_ARBEITSANWEISUNG_: Führe den Text zur DBA-rechtlichen Einordnung von Software und Cloud-Infrastruktur im Anschluss an seinen letzten Satz weiter.

Das BMF hat sich im EAS 3436 zudem mit der Frage beschäftigt, ob und inwieweit die Benutzung oder das Recht auf Benutzung von Infrastruktur über eine Cloud (IaaS) unter die Benutzung oder das Recht auf Benutzung von „Ausrüstungen“ fällt oder eine Dienstleistung darstellt. Auch wenn eine Infrastruktur i.d.R. als Ausrüstung zu qualifizieren sein wird, sieht das BMF die Verfügungsmacht der Nutzer:innen über den Server als ausschlaggebenden Faktor für die Subsumtion unter Art. 12 OECD-MA i.d.F. vor 1992 an.

Darüber hinaus hebt das BMF im EAS 3436 hervor, dass bei gemischten Verträgen (Verträge mit unterschiedlichen Leistungskomponenten) die einzelnen Leistungsentgelte aufzuteilen sind und jeweils unterschiedliche Verteilungsnormen Anwendung finden können.

 

Fazit

Die geänderte Rechtsauffassung des österreichischen BMFs i.Z.m. der Qualifikation von Software als Ausrüstung kann zu zahlreichen Qualifikationskonflikten mit DBA-Partnerstaaten führen, deren DBA der Lizenzgebührendefinition des Art. 12 OECD-MA i.d.F. vor 1992 folgen. Gefahr besteht, dass der jeweilige DBA-Partnerstaat die Softwareüberlassung im Gegensatz zur nunmehrigen österreichischen Ansicht weiterhin unter dem Lizenzgebührenbegriff des Art. 12 subsumiert und in Folge Quellensteuer einbehält (Gleichwohl wir die Erfahrung gemacht haben, dass viele Partnerstaaten, um deren Quellensteuern es für österreichische Unternehmen in der Regel gilt, bereits von dieser Rechtsauffassung abgekommen waren).

_ROHDATEN_:
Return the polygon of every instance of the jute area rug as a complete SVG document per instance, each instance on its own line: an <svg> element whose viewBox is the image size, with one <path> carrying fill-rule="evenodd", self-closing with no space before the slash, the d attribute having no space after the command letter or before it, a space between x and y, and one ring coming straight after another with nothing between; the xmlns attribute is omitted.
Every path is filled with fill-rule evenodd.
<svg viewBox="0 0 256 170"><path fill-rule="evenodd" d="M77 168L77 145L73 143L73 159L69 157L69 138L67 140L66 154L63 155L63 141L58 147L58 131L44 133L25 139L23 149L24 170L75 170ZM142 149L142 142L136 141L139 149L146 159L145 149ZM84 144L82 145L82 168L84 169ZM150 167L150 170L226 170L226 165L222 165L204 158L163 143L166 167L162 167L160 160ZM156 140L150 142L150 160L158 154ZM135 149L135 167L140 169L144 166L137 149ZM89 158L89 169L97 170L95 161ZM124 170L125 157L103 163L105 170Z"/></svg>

_ERGEBNIS_:
Wir empfehlen jedenfalls den Sachverhalt diesbezüglicher bisheriger und auch geplanter grenzüberschreitender Geschäftsfälle i.Z.m. Softwareüberlassung auch aus dem Lichte des ausländischen Partnerstaats durchleuchten zu lassen, um etwaige ungewünschte Folgen, wie Einbehalt einer ausländischen Quellensteuer oder Einleitung eines Verständigungsverfahrens aufgrund eines Qualifikationskonfliktes, möglichst zu vermeiden.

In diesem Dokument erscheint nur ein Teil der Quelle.